■ **Your objective**
Find every line in the records that contains the string "model" and copy those lines. Case counts.

Dataset excerpt

----

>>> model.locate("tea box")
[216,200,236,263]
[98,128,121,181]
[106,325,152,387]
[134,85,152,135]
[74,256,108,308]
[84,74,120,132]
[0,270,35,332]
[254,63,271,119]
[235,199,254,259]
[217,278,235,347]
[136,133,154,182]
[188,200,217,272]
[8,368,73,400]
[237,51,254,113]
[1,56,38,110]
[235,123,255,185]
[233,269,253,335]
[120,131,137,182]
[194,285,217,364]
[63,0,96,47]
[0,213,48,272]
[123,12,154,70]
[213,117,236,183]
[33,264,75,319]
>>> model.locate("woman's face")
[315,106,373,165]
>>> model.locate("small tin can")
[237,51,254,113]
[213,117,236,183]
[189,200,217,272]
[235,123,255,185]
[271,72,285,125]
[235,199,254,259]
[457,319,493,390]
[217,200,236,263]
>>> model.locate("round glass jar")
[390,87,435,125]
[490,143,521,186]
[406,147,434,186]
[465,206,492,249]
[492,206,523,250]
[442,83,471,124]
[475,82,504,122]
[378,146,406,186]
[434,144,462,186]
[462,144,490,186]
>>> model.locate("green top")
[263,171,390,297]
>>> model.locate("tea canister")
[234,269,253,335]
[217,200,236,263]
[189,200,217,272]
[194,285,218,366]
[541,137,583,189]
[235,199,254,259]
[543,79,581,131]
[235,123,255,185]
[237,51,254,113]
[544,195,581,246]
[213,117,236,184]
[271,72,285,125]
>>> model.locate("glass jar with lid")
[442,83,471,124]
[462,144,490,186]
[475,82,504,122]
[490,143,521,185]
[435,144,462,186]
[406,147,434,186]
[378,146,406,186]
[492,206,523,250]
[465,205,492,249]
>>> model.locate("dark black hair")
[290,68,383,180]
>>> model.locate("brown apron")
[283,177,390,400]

----

■ **Expected answer**
>>> model.locate("tea box")
>>> model.locate("woman's face")
>>> model.locate("small tin can")
>>> model.locate("round glass jar")
>>> model.locate("green top")
>>> model.locate("tea canister")
>>> model.locate("glass jar with lid")
>>> model.locate("dark black hair")
>>> model.locate("brown apron")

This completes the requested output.